*What you are asked to do:* Your task is to copy the stretch of lines in the records below that begins with the line containing "column 111, row 178" and ends with the line containing "column 366, row 77", exactly as written, with nothing added.

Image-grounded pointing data

>>>>>

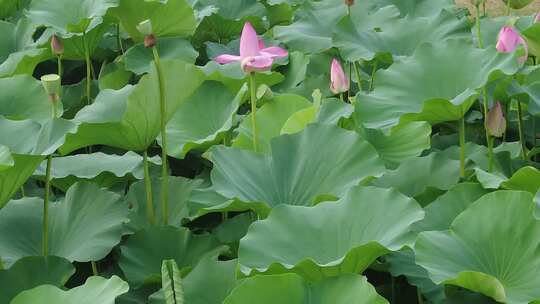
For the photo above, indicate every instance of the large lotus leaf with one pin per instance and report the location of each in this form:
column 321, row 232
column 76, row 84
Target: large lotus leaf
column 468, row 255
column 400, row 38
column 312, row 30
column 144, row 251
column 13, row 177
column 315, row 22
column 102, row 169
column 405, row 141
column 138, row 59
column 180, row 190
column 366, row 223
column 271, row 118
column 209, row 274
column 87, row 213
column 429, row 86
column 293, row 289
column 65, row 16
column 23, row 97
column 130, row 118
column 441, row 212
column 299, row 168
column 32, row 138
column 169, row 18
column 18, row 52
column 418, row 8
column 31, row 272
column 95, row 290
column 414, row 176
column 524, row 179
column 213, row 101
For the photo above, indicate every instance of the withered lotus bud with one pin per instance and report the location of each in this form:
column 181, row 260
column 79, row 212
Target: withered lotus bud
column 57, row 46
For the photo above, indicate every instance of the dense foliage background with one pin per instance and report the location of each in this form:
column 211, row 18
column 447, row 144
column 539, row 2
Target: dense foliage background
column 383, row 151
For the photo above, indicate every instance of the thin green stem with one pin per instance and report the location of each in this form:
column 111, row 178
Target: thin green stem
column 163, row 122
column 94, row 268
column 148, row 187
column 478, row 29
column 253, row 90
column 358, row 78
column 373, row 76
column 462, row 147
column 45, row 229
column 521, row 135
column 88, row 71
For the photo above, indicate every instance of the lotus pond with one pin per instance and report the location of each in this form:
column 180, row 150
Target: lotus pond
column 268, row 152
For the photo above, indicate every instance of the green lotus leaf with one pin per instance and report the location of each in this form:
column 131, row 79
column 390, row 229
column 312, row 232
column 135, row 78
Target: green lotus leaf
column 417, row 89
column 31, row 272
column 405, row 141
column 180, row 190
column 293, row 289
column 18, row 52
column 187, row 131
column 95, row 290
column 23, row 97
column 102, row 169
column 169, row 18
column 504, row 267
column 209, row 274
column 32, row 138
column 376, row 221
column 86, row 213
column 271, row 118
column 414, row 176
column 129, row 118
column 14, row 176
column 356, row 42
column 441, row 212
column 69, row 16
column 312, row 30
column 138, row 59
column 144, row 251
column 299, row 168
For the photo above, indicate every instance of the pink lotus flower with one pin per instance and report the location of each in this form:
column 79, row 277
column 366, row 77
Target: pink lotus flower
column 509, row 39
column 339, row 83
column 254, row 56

<<<<<

*Answer section:*
column 111, row 178
Target: thin green stem
column 163, row 122
column 94, row 268
column 148, row 187
column 478, row 29
column 253, row 90
column 358, row 78
column 373, row 76
column 462, row 147
column 45, row 229
column 521, row 135
column 88, row 71
For the photo above, indicate every instance of the lotus pond with one pin per instance and report the location of each in this form:
column 180, row 150
Target: lotus pond
column 268, row 152
For the photo above, indicate every instance of the green lotus leaf with one pin per instance and report the location of each in this form:
column 131, row 79
column 390, row 229
column 312, row 232
column 135, row 78
Target: green lotus leaf
column 417, row 89
column 31, row 272
column 405, row 141
column 180, row 190
column 293, row 289
column 18, row 52
column 187, row 131
column 95, row 290
column 23, row 97
column 102, row 169
column 169, row 18
column 504, row 267
column 209, row 274
column 32, row 138
column 376, row 221
column 86, row 213
column 271, row 118
column 414, row 176
column 129, row 118
column 14, row 176
column 356, row 42
column 441, row 212
column 69, row 16
column 312, row 30
column 138, row 59
column 144, row 251
column 299, row 168
For the photo above, indicate every instance of the pink lotus flower with one pin per instance and report the location of each in this form:
column 79, row 277
column 366, row 77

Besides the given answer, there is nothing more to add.